__The request__
Update the colonial history passage from "This Epoch traces" through "New York. Albany.", replacing "wilderness" with "forest", and give that part again.

REFERENCES FOR READING

Irving's Columbus-Parkman's Pioneers of France Jesuits in North
America, and Discovery of the Great West—Longfellow's Sir Humphrey
Gilbert (Poem)—De Vere's Romance of American History—Abbott's
Biography of Illustrious Men and Women—T. Irving's De Soto in
Florida—Help's Spanish Conquest of America-Biddle's Sebastian
Cabot—Nicholls's John Cabot—Barlow's Vision of Columbus (Poem)
and Poems on Columbus by Samuel Rogers and F R Lowell-Simms's
Damsel of Danen (Poem)—Scibner's Monthly, Nov 1874 art, Pictures
from Florida—Harper's Magazine, Nov etc 1874, art The first
Century of the Republic—Prescott's Ferdinand and Isabella
(Columbus)—Hawk's History of North Carolina (Lost Colony of
Roanoke)—Shea's Discovery and Exploration of the Mississippi
Valley—Wallace's Fair God (Fiction)—Barnes's Popular History of
United States

[Illustration: THE OLD GATEWAY AT ST. AUGUSTINE, FLORIDA]

EPOCH II.

DEVELOPMENT OF THE ENGLISH COLONIES.

* * * * *

From 1607—the Founding of Jamestown,
To 1775—the Breaking out of the Revolution.

This Epoch traces the early history of the thirteen colonies—Virginia, Massachusetts, Delaware, Maryland, New Jersey, Connecticut, Pennsylvania, South Carolina, North Carolina, New York, Rhode Island, New Hampshire, and Georgia. The Cavaliers land in Virginia, and the Puritans in Massachusetts. Immigration increases and the settlements multiply along the whole coast. The colonies, however, still have little history in common. Each by itself struggles with the wilderness, contends with the Indian, and develops the principles of liberty.

[Footnote: Questions on the Geography of the Second Epoch.—Names of
places in italic letters may be found on the map for Epoch III. Locate
Jamestown. Salem. Charlestown. Boston. Cambridge. Swanzea.
Providence. Bristol. Hadley. Hatfield. Portsmouth. Dover. Hartford.
Wethersfield. New Haven. Windsor. Saybrook. New York. Albany.
Schenectady. Elizabethtown. Wilminton. Philadelphia. St. Mary's.
Edenton. Charleston. Savannah. Haverhill. Deerfield. St. Augustine.
Quebec. Louisburg.

Locate Fort Venango. Oswego. Presque Isle. Fort Le Boeuf. Crown
Point. Fort Ticonderoga. Fort Niagara. Fort du Quesne. Fort William
Henry. Fort Edward.

Describe the Ohio River. Monongahela River. French Creek. Chowan
River. Ashley River, Cooper River. River St. John. Potomac River.
James River. Hudson River. Connecticut River. Mohawk River.
Delaware River. Kennebec River. Penobscot River. Mystic River. Miami
River. St. Lawrence River.

Locate Manhattan Island. Alleghany Mountains. Cape Breton.
Massachusetts Bay. Albemarle Sound. Chesapeake Bay.]

VIRGINIA.

THE CHARACTER of the colonists was poorly adapted to endure the hardships incident to a settlement in a new country. They were mostly gentlemen by birth, unused to labor. They had no families, and came out in search of wealth or adventure, expecting, when rich, to return to England. The climate was unhealthy, and before the first autumn half of their number had perished.

__Provided material__
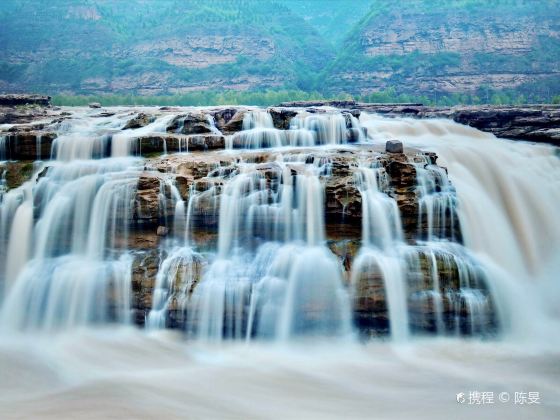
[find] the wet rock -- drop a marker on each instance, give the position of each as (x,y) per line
(235,124)
(281,117)
(141,120)
(24,99)
(170,143)
(192,123)
(162,231)
(23,144)
(394,146)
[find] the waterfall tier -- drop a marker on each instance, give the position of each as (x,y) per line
(243,223)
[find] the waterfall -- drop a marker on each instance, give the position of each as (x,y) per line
(270,226)
(260,243)
(506,194)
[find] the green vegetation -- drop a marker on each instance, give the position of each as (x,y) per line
(274,97)
(198,52)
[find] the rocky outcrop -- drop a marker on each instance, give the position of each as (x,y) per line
(158,143)
(141,120)
(27,143)
(191,123)
(24,99)
(538,123)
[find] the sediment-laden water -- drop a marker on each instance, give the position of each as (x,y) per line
(304,270)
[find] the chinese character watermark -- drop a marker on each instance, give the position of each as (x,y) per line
(487,397)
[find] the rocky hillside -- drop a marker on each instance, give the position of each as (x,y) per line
(168,46)
(417,47)
(453,47)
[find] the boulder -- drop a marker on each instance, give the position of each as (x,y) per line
(394,146)
(141,120)
(191,123)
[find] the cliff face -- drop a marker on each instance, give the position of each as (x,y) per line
(424,47)
(168,46)
(416,47)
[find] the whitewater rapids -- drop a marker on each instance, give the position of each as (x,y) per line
(125,373)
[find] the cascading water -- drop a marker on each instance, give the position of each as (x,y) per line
(252,279)
(323,237)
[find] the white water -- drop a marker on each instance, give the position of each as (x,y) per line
(272,277)
(507,193)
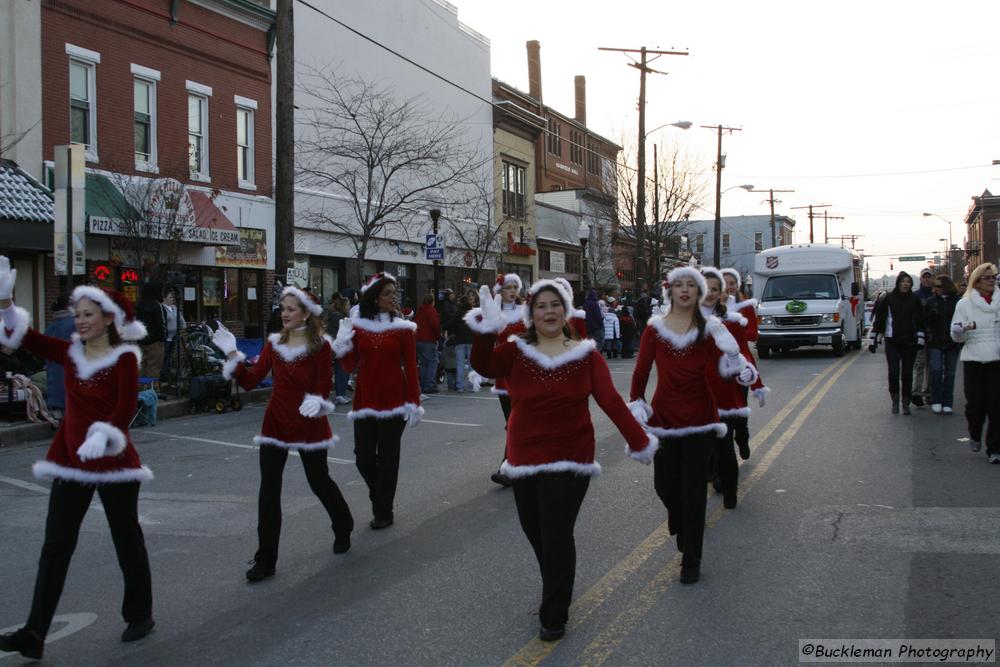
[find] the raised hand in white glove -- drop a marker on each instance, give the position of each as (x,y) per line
(224,339)
(94,447)
(8,277)
(310,406)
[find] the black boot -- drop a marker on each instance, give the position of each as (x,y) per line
(25,642)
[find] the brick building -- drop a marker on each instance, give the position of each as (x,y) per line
(173,103)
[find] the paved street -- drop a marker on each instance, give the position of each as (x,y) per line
(852,523)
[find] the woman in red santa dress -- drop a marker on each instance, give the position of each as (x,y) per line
(300,359)
(550,438)
(686,348)
(729,395)
(91,451)
(508,288)
(381,346)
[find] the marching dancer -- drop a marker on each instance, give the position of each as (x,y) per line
(686,348)
(550,438)
(300,359)
(91,451)
(381,345)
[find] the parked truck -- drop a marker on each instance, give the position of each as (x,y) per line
(809,294)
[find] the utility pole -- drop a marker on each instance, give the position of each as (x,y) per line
(640,195)
(772,201)
(284,150)
(720,164)
(811,207)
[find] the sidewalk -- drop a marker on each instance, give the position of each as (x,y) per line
(22,432)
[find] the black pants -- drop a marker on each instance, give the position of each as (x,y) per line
(900,359)
(680,481)
(272,468)
(376,452)
(547,506)
(982,400)
(68,503)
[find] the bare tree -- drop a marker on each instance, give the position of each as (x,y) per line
(382,159)
(677,194)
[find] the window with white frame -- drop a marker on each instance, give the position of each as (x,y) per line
(244,146)
(198,136)
(83,98)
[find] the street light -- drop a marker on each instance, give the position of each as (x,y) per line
(583,233)
(927,215)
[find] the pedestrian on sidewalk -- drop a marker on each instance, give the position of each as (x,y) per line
(899,319)
(976,324)
(686,348)
(550,437)
(300,360)
(729,395)
(942,350)
(921,363)
(382,346)
(91,452)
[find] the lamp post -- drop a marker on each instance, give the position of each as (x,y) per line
(583,233)
(927,215)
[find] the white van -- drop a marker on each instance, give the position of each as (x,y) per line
(809,294)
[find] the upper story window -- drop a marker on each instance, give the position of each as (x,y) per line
(83,98)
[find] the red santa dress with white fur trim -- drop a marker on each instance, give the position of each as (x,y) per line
(101,395)
(384,352)
(683,402)
(549,428)
(296,375)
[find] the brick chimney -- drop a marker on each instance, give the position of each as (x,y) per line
(580,83)
(535,69)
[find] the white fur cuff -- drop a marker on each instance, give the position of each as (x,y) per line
(16,320)
(116,437)
(230,366)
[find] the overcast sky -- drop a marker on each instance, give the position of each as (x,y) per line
(835,99)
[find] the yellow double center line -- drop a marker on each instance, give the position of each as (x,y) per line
(601,648)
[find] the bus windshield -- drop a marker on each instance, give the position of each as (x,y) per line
(804,286)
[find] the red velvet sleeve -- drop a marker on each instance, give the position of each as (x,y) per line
(643,364)
(250,376)
(46,347)
(609,400)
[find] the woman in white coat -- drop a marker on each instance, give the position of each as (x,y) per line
(976,323)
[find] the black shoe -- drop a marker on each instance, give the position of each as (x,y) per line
(260,570)
(379,524)
(25,642)
(552,633)
(500,478)
(689,575)
(136,631)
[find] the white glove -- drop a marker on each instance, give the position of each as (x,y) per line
(8,277)
(94,447)
(224,339)
(310,406)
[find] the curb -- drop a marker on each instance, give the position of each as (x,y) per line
(22,434)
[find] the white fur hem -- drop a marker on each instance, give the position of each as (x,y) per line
(116,437)
(263,440)
(398,411)
(718,427)
(229,367)
(581,351)
(87,368)
(584,469)
(326,407)
(50,470)
(645,455)
(21,323)
(474,319)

__Result of this task__
This Epoch traces the early history of the thirteen colonies—Virginia, Massachusetts, Delaware, Maryland, New Jersey, Connecticut, Pennsylvania, South Carolina, North Carolina, New York, Rhode Island, New Hampshire, and Georgia. The Cavaliers land in Virginia, and the Puritans in Massachusetts. Immigration increases and the settlements multiply along the whole coast. The colonies, however, still have little history in common. Each by itself struggles with the forest, contends with the Indian, and develops the principles of liberty.

[Footnote: Questions on the Geography of the Second Epoch.—Names of
places in italic letters may be found on the map for Epoch III. Locate
Jamestown. Salem. Charlestown. Boston. Cambridge. Swanzea.
Providence. Bristol. Hadley. Hatfield. Portsmouth. Dover. Hartford.
Wethersfield. New Haven. Windsor. Saybrook. New York. Albany.